PROBLEM TO SOLVE:
Lines before the one containing "paper holder: set" are not wanted; restate the rest below word for word, through the last line, but drop any pictures.
^^^^
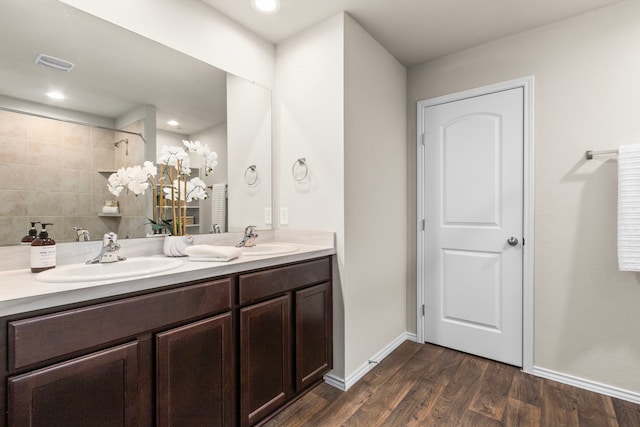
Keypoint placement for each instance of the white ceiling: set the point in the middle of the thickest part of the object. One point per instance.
(115, 70)
(414, 31)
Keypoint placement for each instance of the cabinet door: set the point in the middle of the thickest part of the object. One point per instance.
(265, 358)
(194, 382)
(100, 389)
(313, 333)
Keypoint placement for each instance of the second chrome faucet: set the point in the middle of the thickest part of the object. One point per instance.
(109, 251)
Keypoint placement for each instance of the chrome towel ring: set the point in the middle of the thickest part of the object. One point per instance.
(300, 170)
(251, 175)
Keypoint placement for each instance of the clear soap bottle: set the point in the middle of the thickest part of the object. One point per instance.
(43, 251)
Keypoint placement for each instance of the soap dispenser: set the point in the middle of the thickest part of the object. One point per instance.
(32, 235)
(43, 251)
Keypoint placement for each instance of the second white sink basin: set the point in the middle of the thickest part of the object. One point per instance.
(131, 267)
(269, 249)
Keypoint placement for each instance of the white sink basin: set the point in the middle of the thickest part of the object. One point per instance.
(131, 267)
(269, 249)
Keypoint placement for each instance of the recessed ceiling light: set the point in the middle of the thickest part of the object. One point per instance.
(54, 94)
(53, 62)
(266, 6)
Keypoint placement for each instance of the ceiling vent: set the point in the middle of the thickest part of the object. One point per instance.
(57, 63)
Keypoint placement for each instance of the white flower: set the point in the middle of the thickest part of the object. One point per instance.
(196, 189)
(171, 155)
(150, 168)
(210, 157)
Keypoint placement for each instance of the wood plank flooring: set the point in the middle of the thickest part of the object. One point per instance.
(427, 385)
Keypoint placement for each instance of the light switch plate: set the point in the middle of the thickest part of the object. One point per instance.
(284, 216)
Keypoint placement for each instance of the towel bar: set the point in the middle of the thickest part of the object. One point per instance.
(590, 153)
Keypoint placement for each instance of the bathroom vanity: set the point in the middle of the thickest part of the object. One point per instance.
(217, 347)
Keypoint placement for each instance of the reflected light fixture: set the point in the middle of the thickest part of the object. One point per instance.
(54, 94)
(266, 6)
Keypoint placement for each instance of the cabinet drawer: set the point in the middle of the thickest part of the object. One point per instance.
(263, 284)
(44, 337)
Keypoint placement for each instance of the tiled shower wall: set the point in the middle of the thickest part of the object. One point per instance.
(49, 173)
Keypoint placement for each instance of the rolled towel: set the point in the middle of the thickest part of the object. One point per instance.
(213, 253)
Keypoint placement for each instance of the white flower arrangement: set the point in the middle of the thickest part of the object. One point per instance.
(174, 167)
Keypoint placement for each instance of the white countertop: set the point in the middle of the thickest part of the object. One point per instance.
(20, 292)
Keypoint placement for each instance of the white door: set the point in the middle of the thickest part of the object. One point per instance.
(473, 207)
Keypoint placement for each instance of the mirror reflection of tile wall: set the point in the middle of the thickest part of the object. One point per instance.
(49, 173)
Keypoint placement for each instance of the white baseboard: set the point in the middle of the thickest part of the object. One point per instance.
(587, 384)
(345, 384)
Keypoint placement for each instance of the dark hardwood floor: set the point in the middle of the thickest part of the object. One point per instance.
(427, 385)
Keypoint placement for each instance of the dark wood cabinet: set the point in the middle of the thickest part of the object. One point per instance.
(313, 334)
(285, 335)
(265, 358)
(100, 389)
(194, 380)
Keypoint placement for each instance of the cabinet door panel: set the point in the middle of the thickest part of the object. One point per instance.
(313, 334)
(195, 374)
(100, 389)
(265, 361)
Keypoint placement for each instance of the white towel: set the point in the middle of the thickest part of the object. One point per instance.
(212, 253)
(219, 206)
(629, 207)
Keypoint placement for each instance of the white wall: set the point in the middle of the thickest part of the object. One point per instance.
(375, 196)
(216, 138)
(586, 92)
(249, 143)
(194, 28)
(341, 104)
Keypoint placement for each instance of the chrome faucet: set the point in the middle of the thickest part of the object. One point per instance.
(249, 236)
(82, 234)
(109, 251)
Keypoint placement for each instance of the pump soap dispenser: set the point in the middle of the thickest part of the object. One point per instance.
(43, 251)
(33, 234)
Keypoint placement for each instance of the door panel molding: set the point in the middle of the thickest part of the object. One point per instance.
(527, 84)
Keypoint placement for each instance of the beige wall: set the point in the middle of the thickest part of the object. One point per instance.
(375, 196)
(586, 97)
(308, 122)
(341, 104)
(249, 143)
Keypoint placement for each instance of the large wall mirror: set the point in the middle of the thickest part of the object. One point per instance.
(56, 154)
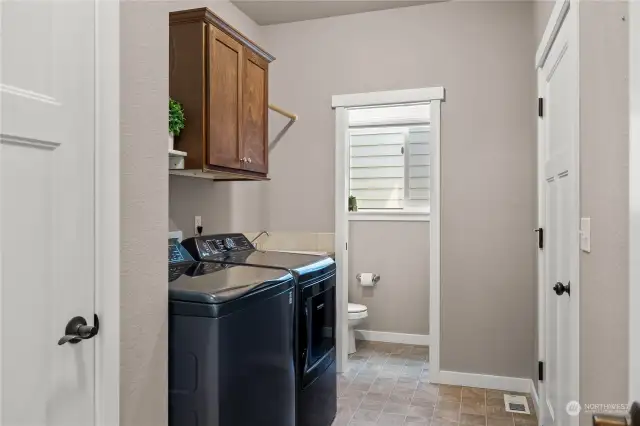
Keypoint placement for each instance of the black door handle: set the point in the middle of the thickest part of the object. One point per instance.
(560, 289)
(77, 330)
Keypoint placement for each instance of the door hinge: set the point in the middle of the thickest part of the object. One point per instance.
(541, 371)
(540, 232)
(540, 107)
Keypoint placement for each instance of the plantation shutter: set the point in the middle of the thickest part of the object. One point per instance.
(419, 159)
(377, 168)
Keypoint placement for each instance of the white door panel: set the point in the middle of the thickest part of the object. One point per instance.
(560, 219)
(47, 142)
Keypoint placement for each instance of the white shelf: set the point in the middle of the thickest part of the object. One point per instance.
(176, 159)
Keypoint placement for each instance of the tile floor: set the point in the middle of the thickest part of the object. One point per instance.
(388, 384)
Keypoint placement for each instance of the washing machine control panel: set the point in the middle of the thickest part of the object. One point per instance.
(214, 246)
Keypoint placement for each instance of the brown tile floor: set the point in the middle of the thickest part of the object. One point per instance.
(388, 384)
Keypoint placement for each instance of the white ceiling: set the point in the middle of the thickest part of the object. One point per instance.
(268, 12)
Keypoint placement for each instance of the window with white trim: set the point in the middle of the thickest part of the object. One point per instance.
(389, 164)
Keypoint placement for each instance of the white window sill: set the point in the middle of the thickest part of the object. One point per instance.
(390, 216)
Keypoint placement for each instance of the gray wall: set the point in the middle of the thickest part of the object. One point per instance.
(144, 50)
(482, 53)
(144, 199)
(604, 125)
(400, 301)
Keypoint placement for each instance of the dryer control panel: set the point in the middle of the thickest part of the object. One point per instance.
(215, 246)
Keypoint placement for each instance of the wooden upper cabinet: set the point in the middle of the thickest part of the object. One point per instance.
(221, 78)
(255, 152)
(225, 100)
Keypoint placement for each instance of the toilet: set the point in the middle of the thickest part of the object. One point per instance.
(356, 314)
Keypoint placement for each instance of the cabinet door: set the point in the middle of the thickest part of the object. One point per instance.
(225, 103)
(255, 152)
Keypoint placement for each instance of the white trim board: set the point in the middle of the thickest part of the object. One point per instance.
(389, 217)
(634, 200)
(107, 206)
(513, 384)
(391, 97)
(559, 12)
(390, 337)
(535, 399)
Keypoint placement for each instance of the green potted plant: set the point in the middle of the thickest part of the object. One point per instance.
(353, 204)
(176, 120)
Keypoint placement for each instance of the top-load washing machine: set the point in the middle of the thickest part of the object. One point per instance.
(315, 335)
(231, 344)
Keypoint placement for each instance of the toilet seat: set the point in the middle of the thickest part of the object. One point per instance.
(357, 311)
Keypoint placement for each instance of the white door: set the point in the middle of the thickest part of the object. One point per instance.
(46, 210)
(559, 210)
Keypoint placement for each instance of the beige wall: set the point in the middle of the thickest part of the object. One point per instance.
(604, 280)
(400, 301)
(144, 51)
(482, 53)
(144, 199)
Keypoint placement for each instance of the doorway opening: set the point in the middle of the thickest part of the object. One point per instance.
(388, 170)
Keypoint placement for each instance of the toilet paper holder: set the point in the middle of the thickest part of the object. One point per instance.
(375, 278)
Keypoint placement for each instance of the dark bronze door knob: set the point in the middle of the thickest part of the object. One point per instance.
(561, 289)
(77, 330)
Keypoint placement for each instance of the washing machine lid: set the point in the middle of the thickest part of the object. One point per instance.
(215, 283)
(299, 263)
(237, 249)
(355, 308)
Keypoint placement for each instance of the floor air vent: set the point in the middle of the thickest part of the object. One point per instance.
(516, 404)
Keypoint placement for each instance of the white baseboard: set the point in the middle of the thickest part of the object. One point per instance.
(513, 384)
(534, 397)
(389, 337)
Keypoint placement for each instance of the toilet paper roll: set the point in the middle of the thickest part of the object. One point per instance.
(366, 279)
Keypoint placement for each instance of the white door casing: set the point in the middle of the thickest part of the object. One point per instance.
(52, 176)
(634, 201)
(558, 199)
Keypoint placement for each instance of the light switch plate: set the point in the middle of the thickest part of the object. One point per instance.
(585, 234)
(176, 234)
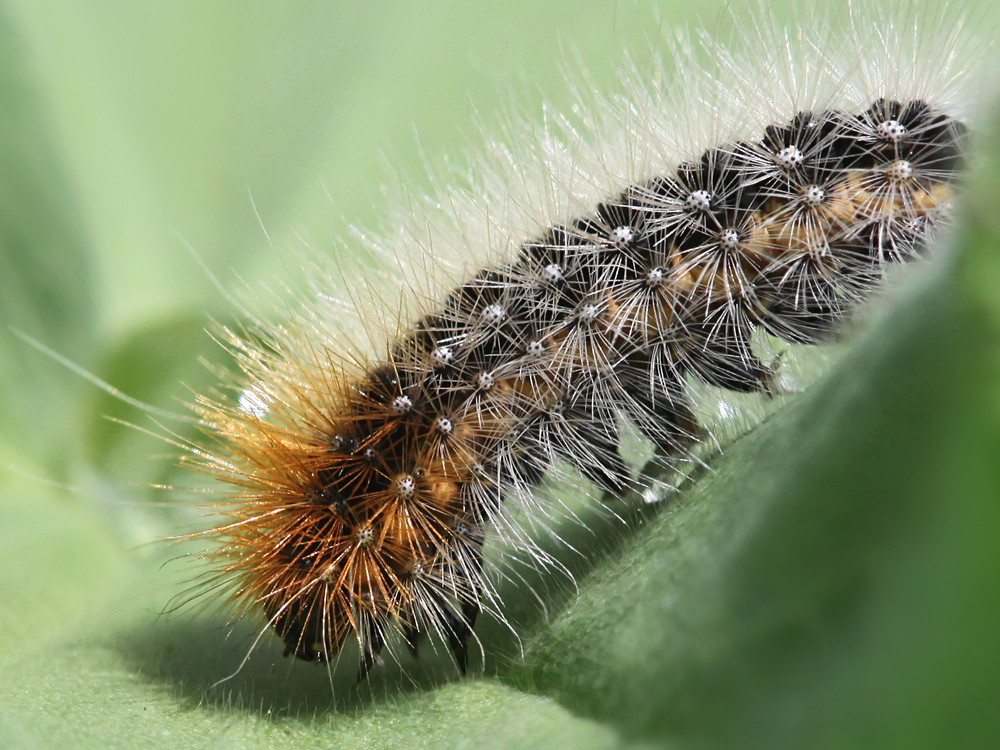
^^^^
TASK SOLUTION:
Keypoint placement for each instance of the toilet paper holder: set the point in the middle of the thickest part of the object. One point per instance.
(375, 278)
Keypoint placement for each instance of the dark bronze door knob: set the point in the middle of the thickest part of the object. One point per instance.
(561, 289)
(77, 330)
Keypoint placement for each instance of the washing machine lid: set the point in the middle of the thickest part of the object. One point per instance.
(215, 283)
(299, 263)
(237, 249)
(355, 308)
Keypoint placement for each instance of the floor air vent: set the point in the middle of the thickest part of the object. One point per instance.
(516, 404)
Keypoint placement for each instance of the white baseboard: set the point in the middle of the thickest part of the object. One point per instance.
(513, 384)
(534, 397)
(389, 337)
Keypoint placement for each instance of the toilet paper roll: set the point in the middle of the thickest part of the object. One point per instance.
(366, 279)
Keypoint placement for each instance of the white door casing: set the point in the middle of the thickest part of the object. One point per instance.
(52, 176)
(634, 201)
(558, 199)
Keypoint placement for each instance of the light switch plate: set the point in the middle of the thickest part of the object. One point per instance.
(585, 234)
(176, 234)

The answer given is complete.